BEGIN Document text
As the film enters its third act, Frank joins the hunt for his child through the Los Angeles sewers and into the L.A. River. He is armed with a rifle and ready to kill on sight, having divorced himself from any relationship to the child. Then Frank finds his baby crying in the sewers and his fatherly instincts take over. With tears in his eyes, he speaks words of comfort and wraps his son in his coat. He holds him close, pats and rocks him, and whispers that everything is going to be okay. People often wonder how the parents of those who perform heinous acts can sit in court, shed tears, and defend them. I think it’s a complex issue. I’m sure that these parents know that their child has done something evil, but that doesn’t change the fact that they are still their baby. Your child is a piece of yourself formed into a whole new human being. Disowning them would be like cutting off a limb, no matter what they may have done. It doesn’t erase an evil act, far from it, but I can understand the pain of a parent in that situation. I think It’s Alive does an exceptional job placing its audience in that situation.

Despite the serious issues and ideas being examined in the film, It’s Alive is far from a dour affair. At heart, it is still a monster movie and filled with a sense of fun and a great deal of pitch-black humor. In one of its more memorable moments, a milkman is sucked into the rear compartment of his truck as red blood mingles with the white milk from smashed bottles leaking out the back of the truck and streaming down the street. Just after Frank agrees to join the hunt for his baby, the film cuts to the back of an ice cream truck with the words “STOP CHILDREN” emblazoned on it. It’s a movie filled with great kills, a mutant baby—created by make-up effects master Rick Baker early in his career, and plenty of action—and all in a PG rated movie! I’m telling you, the ’70s were wild. It just also happens to have some thoughtful ideas behind it as well.

Which was Larry Cohen’s specialty. Cohen made all kinds of movies, but his most enduring have been his horror films and all of them tackle the social issues and fears of the time they were made. God Told Me To (1976), Q: The Winged Serpent (1982), and The Stuff (1985) are all great examples of his socially aware, low-budget, exploitation filmmaking with a brain and It’s Alive certainly fits right in with that group. Cohen would go on to write and direct two sequels, It Lives Again (aka It’s Alive 2) in 1978 and It’s Alive III: Island of the Alive in 1987 and is credited as a co-writer on the 2008 remake. All these films explore the ideas of parental responsibility in light of the various concerns of the times they were made including abortion rights and AIDS.
END Document text
### About this task
According to the It's Alive essay, who created the film's mutant baby? The data has no connection to the It's Alive essay.
BEGIN Data extracts
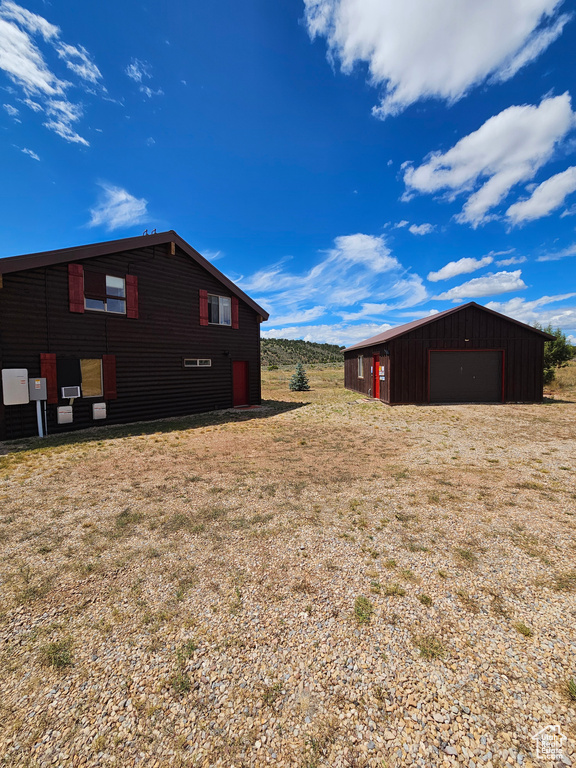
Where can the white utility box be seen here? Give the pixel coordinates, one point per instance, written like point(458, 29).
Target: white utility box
point(70, 392)
point(64, 414)
point(98, 410)
point(15, 386)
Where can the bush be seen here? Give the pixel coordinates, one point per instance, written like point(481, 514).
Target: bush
point(299, 381)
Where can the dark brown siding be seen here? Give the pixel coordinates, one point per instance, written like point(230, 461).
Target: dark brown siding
point(151, 380)
point(471, 328)
point(364, 385)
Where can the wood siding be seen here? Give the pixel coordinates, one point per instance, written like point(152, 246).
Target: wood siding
point(471, 328)
point(151, 382)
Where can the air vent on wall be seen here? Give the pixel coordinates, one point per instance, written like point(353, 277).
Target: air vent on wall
point(70, 392)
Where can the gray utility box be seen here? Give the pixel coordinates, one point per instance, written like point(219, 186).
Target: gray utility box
point(37, 389)
point(64, 414)
point(98, 410)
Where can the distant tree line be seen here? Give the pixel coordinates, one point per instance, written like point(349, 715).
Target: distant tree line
point(293, 351)
point(556, 353)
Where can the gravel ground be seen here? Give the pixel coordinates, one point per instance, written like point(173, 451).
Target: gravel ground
point(323, 581)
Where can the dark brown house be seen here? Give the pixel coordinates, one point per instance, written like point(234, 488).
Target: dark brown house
point(465, 354)
point(134, 329)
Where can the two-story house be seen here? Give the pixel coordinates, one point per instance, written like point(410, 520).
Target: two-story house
point(134, 329)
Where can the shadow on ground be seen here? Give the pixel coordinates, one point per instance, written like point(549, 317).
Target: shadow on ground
point(176, 424)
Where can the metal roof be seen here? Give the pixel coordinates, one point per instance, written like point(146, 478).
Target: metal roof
point(91, 251)
point(400, 330)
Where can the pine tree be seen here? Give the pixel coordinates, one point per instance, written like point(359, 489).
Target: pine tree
point(299, 381)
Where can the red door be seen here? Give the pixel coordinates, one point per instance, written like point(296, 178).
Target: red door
point(376, 376)
point(240, 383)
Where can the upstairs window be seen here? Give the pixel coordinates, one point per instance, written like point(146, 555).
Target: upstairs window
point(219, 310)
point(104, 293)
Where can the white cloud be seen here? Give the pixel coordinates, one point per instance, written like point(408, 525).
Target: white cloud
point(78, 61)
point(301, 316)
point(117, 208)
point(63, 114)
point(418, 49)
point(422, 229)
point(137, 70)
point(12, 111)
point(512, 260)
point(31, 153)
point(212, 255)
point(538, 311)
point(357, 279)
point(506, 150)
point(460, 267)
point(23, 61)
point(150, 92)
point(563, 254)
point(334, 333)
point(488, 285)
point(545, 198)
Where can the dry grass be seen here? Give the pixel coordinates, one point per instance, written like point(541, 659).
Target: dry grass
point(208, 567)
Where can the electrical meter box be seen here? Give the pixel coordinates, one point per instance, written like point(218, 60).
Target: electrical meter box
point(98, 410)
point(15, 386)
point(37, 389)
point(64, 414)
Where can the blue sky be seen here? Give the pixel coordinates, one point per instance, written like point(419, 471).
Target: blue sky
point(352, 164)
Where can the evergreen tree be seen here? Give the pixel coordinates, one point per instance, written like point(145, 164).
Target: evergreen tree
point(556, 353)
point(299, 381)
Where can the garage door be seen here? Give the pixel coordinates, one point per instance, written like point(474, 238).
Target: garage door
point(466, 377)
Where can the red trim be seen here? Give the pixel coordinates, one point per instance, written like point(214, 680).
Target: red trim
point(493, 349)
point(132, 296)
point(109, 377)
point(203, 307)
point(76, 287)
point(376, 376)
point(48, 372)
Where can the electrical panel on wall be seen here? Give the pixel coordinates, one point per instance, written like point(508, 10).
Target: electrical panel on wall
point(64, 414)
point(15, 386)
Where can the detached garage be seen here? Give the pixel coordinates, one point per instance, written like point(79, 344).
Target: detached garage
point(468, 354)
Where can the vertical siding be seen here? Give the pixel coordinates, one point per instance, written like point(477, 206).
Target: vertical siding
point(151, 381)
point(408, 362)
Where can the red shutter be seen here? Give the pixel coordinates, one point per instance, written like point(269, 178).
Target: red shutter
point(48, 372)
point(109, 376)
point(131, 296)
point(203, 307)
point(76, 287)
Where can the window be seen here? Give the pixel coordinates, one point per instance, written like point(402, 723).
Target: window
point(192, 362)
point(91, 372)
point(219, 310)
point(104, 293)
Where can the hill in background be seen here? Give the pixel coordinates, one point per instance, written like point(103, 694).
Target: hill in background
point(292, 351)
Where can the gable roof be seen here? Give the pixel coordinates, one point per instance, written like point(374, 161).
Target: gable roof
point(400, 330)
point(82, 252)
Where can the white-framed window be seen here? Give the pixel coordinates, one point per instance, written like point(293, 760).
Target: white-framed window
point(196, 362)
point(104, 293)
point(219, 310)
point(91, 373)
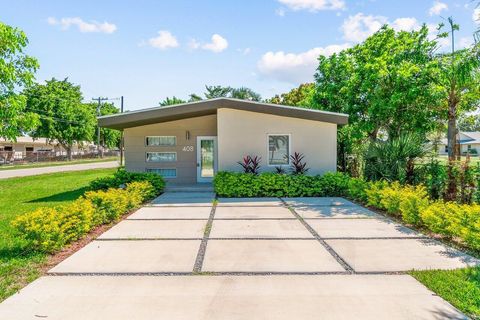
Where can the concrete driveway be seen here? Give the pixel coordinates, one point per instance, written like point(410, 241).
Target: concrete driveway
point(183, 258)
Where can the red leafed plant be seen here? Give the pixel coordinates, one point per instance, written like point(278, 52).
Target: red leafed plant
point(250, 164)
point(298, 166)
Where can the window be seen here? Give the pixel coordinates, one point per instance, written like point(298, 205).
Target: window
point(164, 172)
point(278, 149)
point(161, 156)
point(161, 141)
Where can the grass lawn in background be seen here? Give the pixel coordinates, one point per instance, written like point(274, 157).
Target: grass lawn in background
point(460, 287)
point(56, 163)
point(20, 195)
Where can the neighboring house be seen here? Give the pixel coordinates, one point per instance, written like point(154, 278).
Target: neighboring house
point(27, 145)
point(189, 142)
point(469, 142)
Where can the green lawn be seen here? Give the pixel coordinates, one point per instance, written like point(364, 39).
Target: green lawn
point(459, 287)
point(56, 163)
point(19, 266)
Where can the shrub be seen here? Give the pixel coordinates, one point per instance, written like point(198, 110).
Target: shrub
point(41, 228)
point(334, 184)
point(298, 166)
point(109, 205)
point(373, 193)
point(391, 197)
point(413, 201)
point(357, 189)
point(436, 217)
point(140, 190)
point(123, 177)
point(76, 219)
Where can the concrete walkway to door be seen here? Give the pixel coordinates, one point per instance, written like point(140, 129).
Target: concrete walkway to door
point(186, 256)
END Data extracts
### Response for this exercise
Make-up effects master Rick Baker created it, early in his career.